Put every line of the data below into a JSON list of strings, one string per line, leaving out any blank lines.

────────────────────

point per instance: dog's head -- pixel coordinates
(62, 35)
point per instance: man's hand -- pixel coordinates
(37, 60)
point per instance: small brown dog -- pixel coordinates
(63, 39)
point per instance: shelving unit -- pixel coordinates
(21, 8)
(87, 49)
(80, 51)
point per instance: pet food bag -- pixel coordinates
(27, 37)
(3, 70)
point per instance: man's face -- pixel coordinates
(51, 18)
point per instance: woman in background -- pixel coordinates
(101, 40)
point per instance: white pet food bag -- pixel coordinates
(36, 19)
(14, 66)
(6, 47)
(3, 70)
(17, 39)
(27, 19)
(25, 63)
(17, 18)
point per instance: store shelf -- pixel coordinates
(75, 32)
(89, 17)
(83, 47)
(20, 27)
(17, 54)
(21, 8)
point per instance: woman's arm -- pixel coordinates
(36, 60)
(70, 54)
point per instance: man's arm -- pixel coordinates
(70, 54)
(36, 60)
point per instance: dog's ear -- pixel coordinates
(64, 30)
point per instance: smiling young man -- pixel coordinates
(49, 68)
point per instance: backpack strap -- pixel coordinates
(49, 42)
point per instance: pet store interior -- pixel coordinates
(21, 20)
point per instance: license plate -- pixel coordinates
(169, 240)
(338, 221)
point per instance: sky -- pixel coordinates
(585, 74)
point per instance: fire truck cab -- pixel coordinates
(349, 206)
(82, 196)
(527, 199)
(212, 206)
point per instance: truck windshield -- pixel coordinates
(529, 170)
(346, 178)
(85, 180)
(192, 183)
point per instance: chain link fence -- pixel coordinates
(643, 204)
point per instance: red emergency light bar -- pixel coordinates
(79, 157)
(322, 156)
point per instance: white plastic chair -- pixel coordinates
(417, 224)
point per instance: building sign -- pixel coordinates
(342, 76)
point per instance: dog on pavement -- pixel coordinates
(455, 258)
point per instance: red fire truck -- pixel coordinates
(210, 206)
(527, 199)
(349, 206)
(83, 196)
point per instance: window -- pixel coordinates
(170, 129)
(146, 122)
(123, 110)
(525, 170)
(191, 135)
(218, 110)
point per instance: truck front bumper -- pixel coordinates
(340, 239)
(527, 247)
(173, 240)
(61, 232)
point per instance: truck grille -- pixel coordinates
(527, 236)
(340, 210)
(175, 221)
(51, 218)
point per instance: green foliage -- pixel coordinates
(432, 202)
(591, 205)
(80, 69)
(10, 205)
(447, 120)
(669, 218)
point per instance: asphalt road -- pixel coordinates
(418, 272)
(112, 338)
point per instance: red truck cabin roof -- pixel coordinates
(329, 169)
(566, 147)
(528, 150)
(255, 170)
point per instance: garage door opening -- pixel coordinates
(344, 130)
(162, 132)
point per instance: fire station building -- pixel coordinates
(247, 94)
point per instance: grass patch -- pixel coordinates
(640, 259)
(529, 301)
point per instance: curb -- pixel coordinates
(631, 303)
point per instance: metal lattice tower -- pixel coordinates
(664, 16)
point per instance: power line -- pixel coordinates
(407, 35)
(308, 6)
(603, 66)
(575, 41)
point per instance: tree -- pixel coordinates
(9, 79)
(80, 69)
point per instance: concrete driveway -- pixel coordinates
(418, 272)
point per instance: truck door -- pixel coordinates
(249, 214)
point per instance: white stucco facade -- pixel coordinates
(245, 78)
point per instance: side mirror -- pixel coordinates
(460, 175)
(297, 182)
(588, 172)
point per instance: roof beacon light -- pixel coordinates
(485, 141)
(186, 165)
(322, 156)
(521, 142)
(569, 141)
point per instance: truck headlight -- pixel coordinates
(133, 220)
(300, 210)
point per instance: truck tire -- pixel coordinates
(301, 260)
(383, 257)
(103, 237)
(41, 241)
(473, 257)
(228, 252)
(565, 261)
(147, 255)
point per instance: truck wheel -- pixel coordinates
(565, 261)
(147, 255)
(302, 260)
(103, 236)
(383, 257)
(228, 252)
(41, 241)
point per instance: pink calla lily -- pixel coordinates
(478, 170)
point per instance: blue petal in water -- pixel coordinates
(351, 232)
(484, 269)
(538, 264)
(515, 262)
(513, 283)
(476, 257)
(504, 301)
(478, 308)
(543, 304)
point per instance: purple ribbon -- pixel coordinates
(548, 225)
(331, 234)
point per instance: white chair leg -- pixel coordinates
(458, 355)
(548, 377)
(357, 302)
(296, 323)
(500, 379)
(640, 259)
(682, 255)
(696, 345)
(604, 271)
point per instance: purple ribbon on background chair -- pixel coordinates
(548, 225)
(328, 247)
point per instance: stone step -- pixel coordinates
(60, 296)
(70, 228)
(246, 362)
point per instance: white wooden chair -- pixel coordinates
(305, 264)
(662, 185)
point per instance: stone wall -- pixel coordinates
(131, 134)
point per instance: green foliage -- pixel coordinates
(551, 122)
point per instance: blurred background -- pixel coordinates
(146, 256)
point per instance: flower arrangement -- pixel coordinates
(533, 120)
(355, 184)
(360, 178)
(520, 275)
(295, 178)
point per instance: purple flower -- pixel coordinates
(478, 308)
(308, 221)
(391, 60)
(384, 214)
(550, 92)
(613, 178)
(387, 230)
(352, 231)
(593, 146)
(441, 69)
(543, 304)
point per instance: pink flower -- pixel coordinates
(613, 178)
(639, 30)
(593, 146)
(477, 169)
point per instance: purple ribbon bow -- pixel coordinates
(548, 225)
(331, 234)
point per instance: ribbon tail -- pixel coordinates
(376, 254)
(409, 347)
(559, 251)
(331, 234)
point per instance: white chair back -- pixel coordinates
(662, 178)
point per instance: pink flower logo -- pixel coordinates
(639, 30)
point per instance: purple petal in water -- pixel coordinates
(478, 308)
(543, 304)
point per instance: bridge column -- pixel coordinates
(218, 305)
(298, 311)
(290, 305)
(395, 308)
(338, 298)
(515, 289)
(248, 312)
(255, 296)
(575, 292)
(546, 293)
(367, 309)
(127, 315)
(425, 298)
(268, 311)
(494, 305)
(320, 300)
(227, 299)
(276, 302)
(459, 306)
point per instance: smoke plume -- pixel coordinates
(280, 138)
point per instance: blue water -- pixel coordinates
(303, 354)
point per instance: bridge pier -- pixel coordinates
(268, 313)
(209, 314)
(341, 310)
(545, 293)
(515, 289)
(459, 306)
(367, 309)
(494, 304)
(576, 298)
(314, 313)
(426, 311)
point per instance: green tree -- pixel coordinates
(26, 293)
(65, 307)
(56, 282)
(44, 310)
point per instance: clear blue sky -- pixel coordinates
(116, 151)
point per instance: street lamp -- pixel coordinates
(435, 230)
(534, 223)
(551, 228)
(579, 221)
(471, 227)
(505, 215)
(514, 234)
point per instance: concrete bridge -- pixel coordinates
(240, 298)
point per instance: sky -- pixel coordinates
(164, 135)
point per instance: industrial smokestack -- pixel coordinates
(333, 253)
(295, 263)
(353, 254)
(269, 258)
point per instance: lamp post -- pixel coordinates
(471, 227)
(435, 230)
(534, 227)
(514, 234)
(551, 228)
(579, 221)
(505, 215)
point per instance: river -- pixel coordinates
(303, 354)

────────────────────

» **OUTPUT BELOW**
[
  "point per instance: dog's head -- pixel coordinates",
  "(62, 35)",
  "point per instance: man's hand -- pixel coordinates",
  "(37, 60)",
  "point per instance: small brown dog -- pixel coordinates",
  "(63, 39)",
  "point per instance: shelving unit -- pixel coordinates",
  "(21, 8)",
  "(87, 49)",
  "(80, 51)",
  "point per instance: pet food bag -- pixel coordinates",
  "(27, 37)",
  "(3, 70)",
  "point per instance: man's face -- pixel coordinates",
  "(51, 18)",
  "point per instance: woman in background -- pixel coordinates",
  "(101, 40)",
  "point per instance: white pet food bag -- pixel coordinates",
  "(36, 19)",
  "(14, 66)",
  "(6, 47)",
  "(3, 70)",
  "(17, 39)",
  "(27, 19)",
  "(25, 63)",
  "(17, 18)",
  "point per instance: store shelf -- pixel coordinates",
  "(75, 32)",
  "(89, 17)",
  "(83, 47)",
  "(20, 27)",
  "(17, 54)",
  "(21, 8)",
  "point per instance: woman's arm -- pixel coordinates",
  "(36, 60)",
  "(70, 54)",
  "point per instance: man's arm -- pixel coordinates",
  "(70, 54)",
  "(36, 60)",
  "point per instance: dog's ear -- pixel coordinates",
  "(64, 30)",
  "point per instance: smiling young man -- pixel coordinates",
  "(49, 68)",
  "point per instance: backpack strap -- pixel coordinates",
  "(49, 42)",
  "point per instance: pet store interior -- pixel coordinates",
  "(21, 20)",
  "point per instance: license plate -- pixel coordinates",
  "(169, 240)",
  "(338, 221)",
  "point per instance: sky -- pixel coordinates",
  "(585, 74)",
  "point per instance: fire truck cab -- pixel coordinates",
  "(349, 206)",
  "(82, 196)",
  "(527, 199)",
  "(212, 206)",
  "point per instance: truck windshield -- pixel coordinates",
  "(529, 170)",
  "(346, 178)",
  "(85, 180)",
  "(192, 183)",
  "point per instance: chain link fence -- pixel coordinates",
  "(643, 204)",
  "point per instance: red emergency light bar -- pixel coordinates",
  "(79, 157)",
  "(322, 156)",
  "point per instance: white plastic chair -- pixel coordinates",
  "(417, 224)",
  "point per instance: building sign -- pixel coordinates",
  "(342, 76)",
  "point per instance: dog on pavement -- pixel coordinates",
  "(455, 258)",
  "point per instance: red fire truck -- pixel coordinates",
  "(210, 206)",
  "(527, 199)",
  "(349, 206)",
  "(83, 196)",
  "point per instance: window -- pixel coordinates",
  "(170, 129)",
  "(146, 122)",
  "(123, 110)",
  "(525, 170)",
  "(191, 135)",
  "(218, 110)",
  "point per instance: truck front bumper -- pixel coordinates",
  "(340, 239)",
  "(527, 247)",
  "(173, 240)",
  "(61, 232)",
  "point per instance: truck grille -- pixel coordinates",
  "(527, 236)",
  "(340, 210)",
  "(175, 221)",
  "(51, 218)",
  "point per instance: green foliage -- pixel coordinates",
  "(432, 202)",
  "(591, 205)",
  "(80, 69)",
  "(10, 205)",
  "(447, 120)",
  "(669, 218)",
  "point per instance: asphalt road -- pixel coordinates",
  "(418, 272)",
  "(112, 338)",
  "point per instance: red truck cabin roof -- pixel coordinates",
  "(329, 169)",
  "(566, 147)",
  "(528, 150)",
  "(255, 170)",
  "point per instance: garage door opening -- pixel coordinates",
  "(344, 130)",
  "(162, 132)",
  "point per instance: fire station building -- pixel coordinates",
  "(247, 94)",
  "point per instance: grass patch -- pixel coordinates",
  "(640, 259)",
  "(529, 301)",
  "point per instance: curb -- pixel coordinates",
  "(631, 303)",
  "point per instance: metal lattice tower -- pixel coordinates",
  "(664, 16)",
  "point per instance: power line -- pixel coordinates",
  "(407, 35)",
  "(308, 6)",
  "(603, 66)",
  "(575, 41)",
  "point per instance: tree -- pixel coordinates",
  "(9, 79)",
  "(80, 69)",
  "point per instance: concrete driveway -- pixel coordinates",
  "(418, 272)",
  "point per instance: truck door -- pixel coordinates",
  "(249, 214)",
  "point per instance: white stucco facade -- pixel coordinates",
  "(245, 78)",
  "point per instance: side mirror -- pixel coordinates",
  "(460, 175)",
  "(297, 182)",
  "(588, 172)",
  "point per instance: roof beacon light -- pixel coordinates",
  "(485, 141)",
  "(186, 165)",
  "(322, 156)",
  "(521, 142)",
  "(569, 141)",
  "point per instance: truck headlight -- pixel coordinates",
  "(133, 220)",
  "(300, 210)",
  "point per instance: truck tire -- pixel coordinates",
  "(301, 260)",
  "(383, 257)",
  "(103, 237)",
  "(41, 241)",
  "(473, 257)",
  "(228, 252)",
  "(565, 261)",
  "(147, 255)",
  "point per instance: truck wheel -- pixel coordinates",
  "(565, 261)",
  "(147, 255)",
  "(302, 260)",
  "(103, 236)",
  "(383, 257)",
  "(228, 252)",
  "(41, 241)",
  "point per instance: pink calla lily -- pixel coordinates",
  "(478, 170)",
  "point per instance: blue petal in water -- pixel coordinates",
  "(351, 232)",
  "(484, 269)",
  "(538, 264)",
  "(515, 262)",
  "(513, 283)",
  "(476, 257)",
  "(504, 301)",
  "(478, 308)",
  "(543, 304)",
  "point per instance: purple ribbon -- pixel coordinates",
  "(548, 225)",
  "(331, 234)",
  "point per instance: white chair leg -- pixel coordinates",
  "(458, 355)",
  "(548, 377)",
  "(357, 302)",
  "(296, 323)",
  "(500, 379)",
  "(640, 259)",
  "(682, 255)",
  "(696, 345)",
  "(604, 271)",
  "point per instance: purple ribbon on background chair -- pixel coordinates",
  "(548, 225)",
  "(328, 247)",
  "point per instance: stone step -- pixel coordinates",
  "(60, 296)",
  "(70, 228)",
  "(246, 362)",
  "point per instance: white wooden chair -- pixel coordinates",
  "(305, 264)",
  "(662, 185)",
  "point per instance: stone wall -- pixel coordinates",
  "(131, 134)",
  "point per instance: green foliage -- pixel coordinates",
  "(551, 122)",
  "point per instance: blurred background -- pixel coordinates",
  "(146, 256)",
  "point per instance: flower arrangement -- pixel coordinates",
  "(533, 120)",
  "(355, 184)",
  "(360, 178)",
  "(520, 275)",
  "(295, 178)",
  "point per instance: purple flower -- pixel coordinates",
  "(478, 308)",
  "(308, 221)",
  "(391, 60)",
  "(384, 214)",
  "(550, 92)",
  "(613, 178)",
  "(387, 230)",
  "(352, 231)",
  "(593, 146)",
  "(441, 69)",
  "(543, 304)",
  "point per instance: pink flower -- pixel coordinates",
  "(613, 178)",
  "(639, 30)",
  "(593, 146)",
  "(477, 169)",
  "point per instance: purple ribbon bow -- pixel coordinates",
  "(548, 225)",
  "(331, 234)",
  "point per instance: ribbon tail -- pixel coordinates",
  "(376, 254)",
  "(409, 347)",
  "(559, 251)",
  "(331, 234)",
  "point per instance: white chair back -- pixel coordinates",
  "(662, 178)",
  "point per instance: pink flower logo -- pixel coordinates",
  "(639, 30)",
  "point per instance: purple petal in water -- pixel coordinates",
  "(478, 308)",
  "(543, 304)",
  "point per instance: bridge column -- pixel coordinates",
  "(218, 305)",
  "(298, 311)",
  "(290, 305)",
  "(395, 308)",
  "(338, 298)",
  "(515, 289)",
  "(248, 312)",
  "(255, 296)",
  "(575, 292)",
  "(546, 293)",
  "(367, 309)",
  "(127, 315)",
  "(425, 298)",
  "(268, 311)",
  "(494, 305)",
  "(320, 300)",
  "(227, 299)",
  "(276, 302)",
  "(459, 306)",
  "point per instance: smoke plume -- pixel coordinates",
  "(280, 138)",
  "point per instance: blue water -- pixel coordinates",
  "(303, 354)",
  "point per instance: bridge pier -- pixel coordinates",
  "(268, 313)",
  "(209, 314)",
  "(341, 310)",
  "(545, 293)",
  "(515, 289)",
  "(459, 306)",
  "(367, 309)",
  "(494, 304)",
  "(576, 298)",
  "(314, 313)",
  "(426, 311)",
  "point per instance: green tree -- pixel coordinates",
  "(26, 293)",
  "(65, 307)",
  "(56, 282)",
  "(44, 310)",
  "point per instance: clear blue sky -- pixel coordinates",
  "(116, 151)",
  "point per instance: street lamp -- pixel coordinates",
  "(435, 230)",
  "(534, 223)",
  "(551, 228)",
  "(579, 221)",
  "(471, 227)",
  "(505, 215)",
  "(514, 234)",
  "point per instance: concrete bridge -- pixel coordinates",
  "(240, 298)",
  "point per instance: sky -- pixel coordinates",
  "(164, 135)",
  "point per instance: industrial smokestack -- pixel coordinates",
  "(333, 253)",
  "(295, 263)",
  "(353, 254)",
  "(269, 258)",
  "point per instance: lamp post -- pixel coordinates",
  "(471, 227)",
  "(435, 230)",
  "(534, 227)",
  "(514, 234)",
  "(551, 228)",
  "(579, 221)",
  "(505, 215)",
  "point per instance: river -- pixel coordinates",
  "(303, 354)"
]